Page:
/---
Colton has a nine-day rotation. He goes two days on, then one day off, to allow him time to recover.

"Strongman is high-intensity exercise, and if you do not take some time off once in a while, you will burn out fast and your body won't be able to keep up," Leonard says.

His nine-day rotation is broken up into three-day increments:

  • Day 1: Heavy Day (Strongman)
  • Day 2: Light Day (Gym Workout)
  • Day 3: Off Day
  • Repeat 3 times

Leonard utilizes several types of workouts. Some are similar like something you would do in a gym, or involve Olympic lifting. He may toss in one strongman event at the end of that workout, either for cardio or for strength purposes.

He also has a normal gym training day, where he will go in, do a chest workout, get a great pump, add in some conditioning in at the end, and be done. But he also has days strictly for strongman event training.

"Each day, each workout, I try to focus on three different levels," Leonard says. "I begin my workout with a strength movement. It can be one or two exercises, or even one using an implement, such as a log press. The next phase is hypertrophy. I bring in some of the bodybuilding-type movements because I want to maintain my size. The third part is conditioning, either hopping on a treadmill and knocking out 20-30 minutes of steady-state cardio a couple of times per week, or going outside and using implements at a lighter weight for longer distances for more high-intensity type cardio."

Strength Versus Power ///

Strongman is not powerlifting. In powerlifting, your competitive focus is on three movements, and then you can go home. Strongman is more unpredictable, and it incorporates a lot of different sports. You have to be big, strong, athletic, and with serious endurance to boot.

Colton still incorporates a lot of bodybuilding-style isolation movements in his routine. He knows that high-level competitors have to to maintain size as well as strength to excel in strongman.

"My personal best is the atlas stones," Leonard says. "The sport is known for this event. My personal record is to lift a 400-pound stone in consecutive lifts in competition. I placed fourth at the Strongman Texas competition. I made a few rookie mistakes that dropped me down a little bit, but I was the only one in Texas to load the 385-pound stone. I take pride in that and really enjoy the stones."

Strongman competition is for, well, strong men, but the events can be performed by lifters at any level. You just have to lower the weight or lift a smaller apparatus. The events challenge strength, for sure, but they are also unparalleled for building muscular endurance.

"I am a big believer in using some of the movements for conditioning," Leonard says. "If you're just an average gym-goer and you just train to get a little bigger and a little leaner, I highly recommend you pick up a heavy object and carry it for a distance. See how you feel afterward. Do it after a workout. It changed the way I train."

Colton said he plans to get back into bodybuilding at some point in the future. But when he does, he'll take strongman with him, in the form of movements like the farmer's walk. He insists that loaded carries are keys to his amazing strength and conditioning.

Colton's Pre-Contest Training Regimen ///

This workout is not for the weak of heart! But remember, you can do it, no matter who you are. Just realize that you cannot lift many of these objects, and definitely not in the way Leonard does. Emphasize progress!
\---
Dataset excerpts:
/---
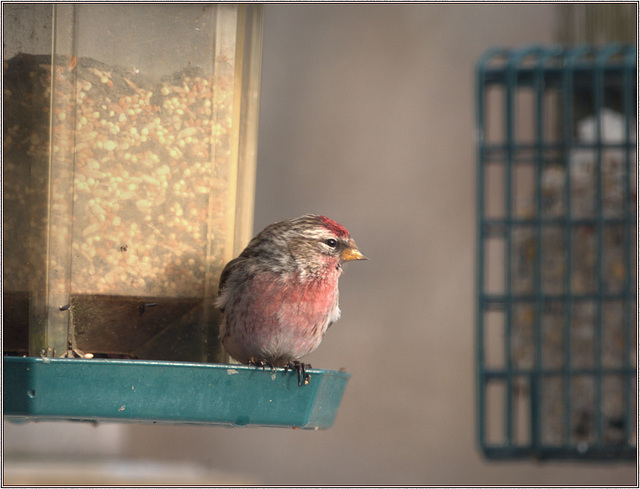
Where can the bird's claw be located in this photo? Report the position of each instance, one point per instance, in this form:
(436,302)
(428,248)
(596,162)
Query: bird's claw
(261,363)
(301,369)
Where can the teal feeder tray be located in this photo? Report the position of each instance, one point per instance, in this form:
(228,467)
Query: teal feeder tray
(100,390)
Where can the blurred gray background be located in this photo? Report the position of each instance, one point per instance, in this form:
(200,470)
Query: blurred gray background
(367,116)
\---
/---
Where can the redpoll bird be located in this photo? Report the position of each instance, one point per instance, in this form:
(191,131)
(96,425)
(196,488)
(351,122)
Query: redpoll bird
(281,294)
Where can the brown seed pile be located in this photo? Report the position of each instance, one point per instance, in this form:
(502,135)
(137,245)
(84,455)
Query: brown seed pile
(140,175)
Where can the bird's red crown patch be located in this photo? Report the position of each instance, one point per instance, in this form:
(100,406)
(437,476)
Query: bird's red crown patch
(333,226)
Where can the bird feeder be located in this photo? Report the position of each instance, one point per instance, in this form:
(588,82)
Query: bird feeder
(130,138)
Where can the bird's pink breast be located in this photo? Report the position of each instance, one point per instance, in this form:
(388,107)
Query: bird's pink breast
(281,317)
\---
What the task asks: Please say what place Leonard took at the Strongman Texas competition, according to the strongman training article. The lines come from a separate source, not from the strongman training article.

Exercise result: He placed fourth.